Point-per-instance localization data
□ □ □ □ □ □ □

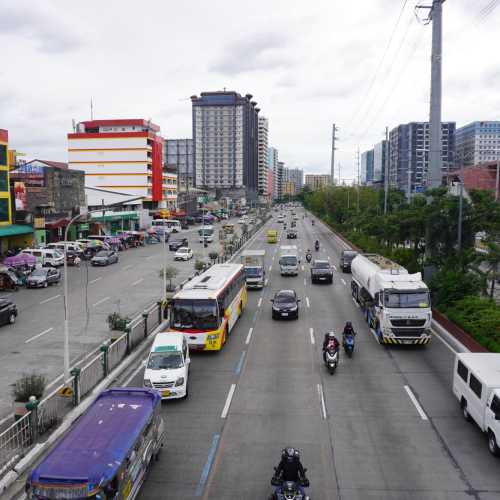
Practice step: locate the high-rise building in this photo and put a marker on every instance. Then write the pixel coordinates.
(124, 156)
(380, 159)
(179, 155)
(262, 156)
(477, 142)
(409, 154)
(366, 171)
(225, 138)
(317, 181)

□ □ □ □ □ □ □

* Instructions to follow *
Give every entry again verbatim, with no pictures.

* Exercise result *
Practice step: locate the high-rise building in this photo and put a marker on every instance. Then write the pixel coordinates.
(124, 156)
(380, 159)
(179, 155)
(262, 156)
(477, 142)
(409, 154)
(366, 171)
(225, 138)
(317, 181)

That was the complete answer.